## Given records
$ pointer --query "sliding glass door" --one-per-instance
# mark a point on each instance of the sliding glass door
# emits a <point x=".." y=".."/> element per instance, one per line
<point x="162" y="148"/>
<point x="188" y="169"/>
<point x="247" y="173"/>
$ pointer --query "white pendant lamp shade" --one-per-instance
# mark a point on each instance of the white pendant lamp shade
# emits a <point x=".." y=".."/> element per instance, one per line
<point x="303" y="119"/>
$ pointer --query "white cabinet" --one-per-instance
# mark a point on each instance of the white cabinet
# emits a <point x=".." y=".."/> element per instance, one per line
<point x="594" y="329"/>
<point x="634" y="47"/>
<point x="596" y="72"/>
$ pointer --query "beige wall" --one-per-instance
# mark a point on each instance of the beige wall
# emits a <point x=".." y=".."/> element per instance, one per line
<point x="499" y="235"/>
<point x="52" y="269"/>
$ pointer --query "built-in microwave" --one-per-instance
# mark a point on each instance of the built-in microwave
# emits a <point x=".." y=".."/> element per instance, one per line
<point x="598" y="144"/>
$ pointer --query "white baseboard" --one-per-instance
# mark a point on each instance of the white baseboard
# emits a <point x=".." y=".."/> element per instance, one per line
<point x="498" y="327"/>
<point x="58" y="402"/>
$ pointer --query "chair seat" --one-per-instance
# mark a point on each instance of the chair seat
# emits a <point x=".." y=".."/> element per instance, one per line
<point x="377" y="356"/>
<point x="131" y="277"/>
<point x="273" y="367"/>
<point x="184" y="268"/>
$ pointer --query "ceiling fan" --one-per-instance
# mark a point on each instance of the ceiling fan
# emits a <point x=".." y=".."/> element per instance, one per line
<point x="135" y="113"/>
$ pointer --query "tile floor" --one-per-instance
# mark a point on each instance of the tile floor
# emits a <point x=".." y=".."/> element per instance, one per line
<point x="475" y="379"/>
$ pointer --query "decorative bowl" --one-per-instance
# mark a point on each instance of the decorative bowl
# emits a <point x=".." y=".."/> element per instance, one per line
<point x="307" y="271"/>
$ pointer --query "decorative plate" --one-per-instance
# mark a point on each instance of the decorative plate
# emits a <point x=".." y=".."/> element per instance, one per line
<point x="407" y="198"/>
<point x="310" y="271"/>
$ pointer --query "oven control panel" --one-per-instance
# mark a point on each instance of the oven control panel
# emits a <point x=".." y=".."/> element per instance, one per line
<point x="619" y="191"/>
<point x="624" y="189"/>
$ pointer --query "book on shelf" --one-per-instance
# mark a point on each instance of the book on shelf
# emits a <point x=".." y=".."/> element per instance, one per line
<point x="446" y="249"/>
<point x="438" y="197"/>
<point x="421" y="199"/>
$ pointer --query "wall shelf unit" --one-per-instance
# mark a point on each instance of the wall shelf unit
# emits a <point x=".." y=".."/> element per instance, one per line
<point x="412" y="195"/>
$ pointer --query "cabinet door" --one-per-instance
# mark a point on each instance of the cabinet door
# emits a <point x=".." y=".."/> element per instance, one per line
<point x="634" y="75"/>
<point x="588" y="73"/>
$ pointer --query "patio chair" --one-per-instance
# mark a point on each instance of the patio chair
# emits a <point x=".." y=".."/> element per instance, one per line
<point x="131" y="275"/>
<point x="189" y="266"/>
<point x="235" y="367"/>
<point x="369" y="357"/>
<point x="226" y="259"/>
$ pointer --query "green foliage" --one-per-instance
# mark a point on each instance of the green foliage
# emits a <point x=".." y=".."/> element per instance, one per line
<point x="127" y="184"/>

==

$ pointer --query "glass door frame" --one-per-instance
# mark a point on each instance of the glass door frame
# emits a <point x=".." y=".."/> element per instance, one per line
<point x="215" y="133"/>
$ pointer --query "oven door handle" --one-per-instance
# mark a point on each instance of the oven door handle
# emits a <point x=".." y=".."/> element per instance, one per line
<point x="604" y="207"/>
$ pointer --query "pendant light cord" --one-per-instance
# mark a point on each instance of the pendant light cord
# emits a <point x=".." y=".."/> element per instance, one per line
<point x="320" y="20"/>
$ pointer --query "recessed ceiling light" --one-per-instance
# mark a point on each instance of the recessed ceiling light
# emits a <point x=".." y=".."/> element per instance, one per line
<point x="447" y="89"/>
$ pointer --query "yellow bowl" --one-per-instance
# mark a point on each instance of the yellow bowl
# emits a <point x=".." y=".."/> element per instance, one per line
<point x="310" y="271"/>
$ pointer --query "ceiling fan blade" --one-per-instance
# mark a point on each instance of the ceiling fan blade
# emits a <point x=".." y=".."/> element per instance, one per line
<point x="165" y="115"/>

==

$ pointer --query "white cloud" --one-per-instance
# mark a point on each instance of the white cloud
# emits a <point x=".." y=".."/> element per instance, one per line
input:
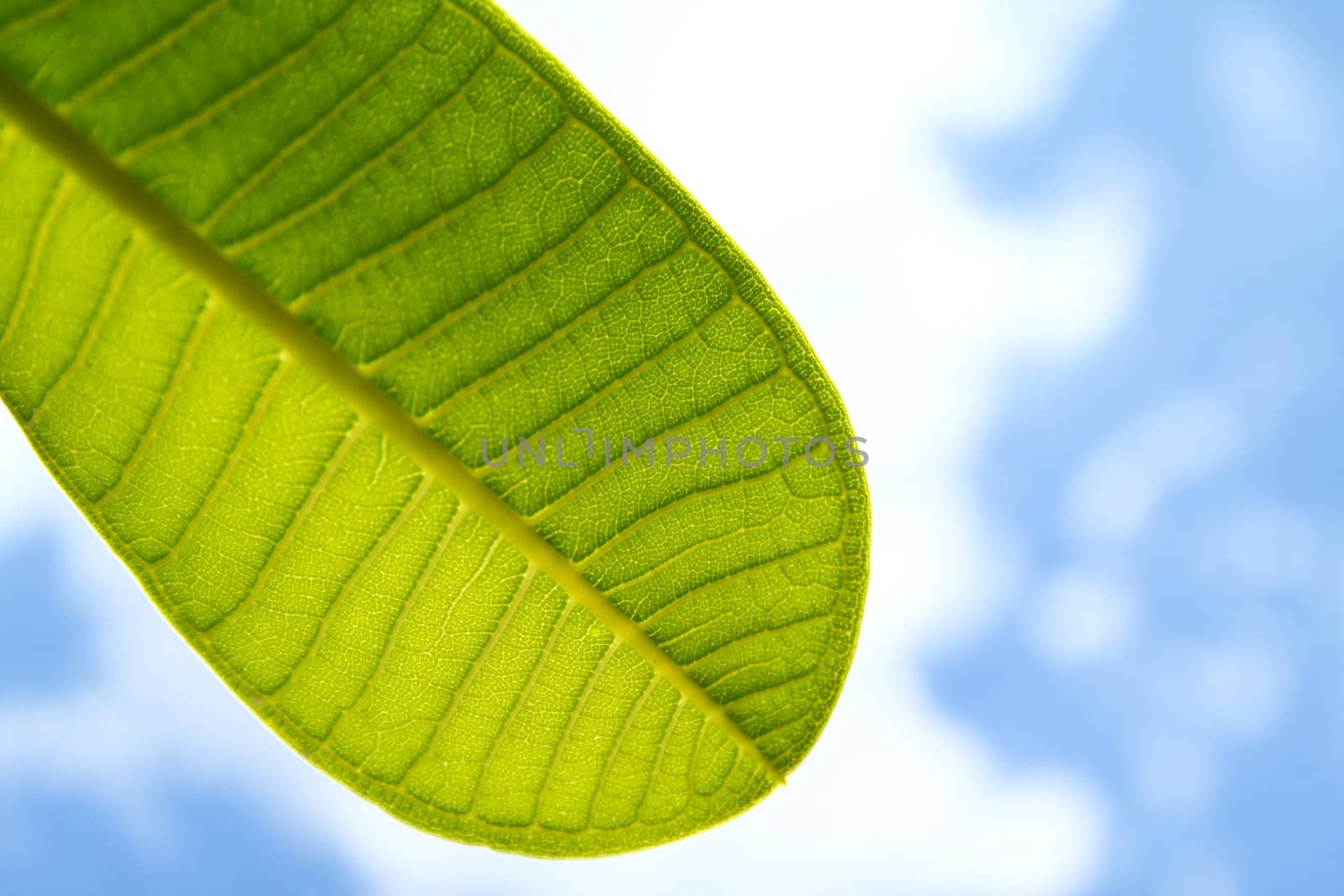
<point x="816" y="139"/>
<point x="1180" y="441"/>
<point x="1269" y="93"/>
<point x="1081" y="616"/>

## What is expected
Lines that contain the string "floor" should be copied from the material above.

## Your solution
$ pointer --query "tile floor" --one-per-instance
# mark a point on each instance of the tile floor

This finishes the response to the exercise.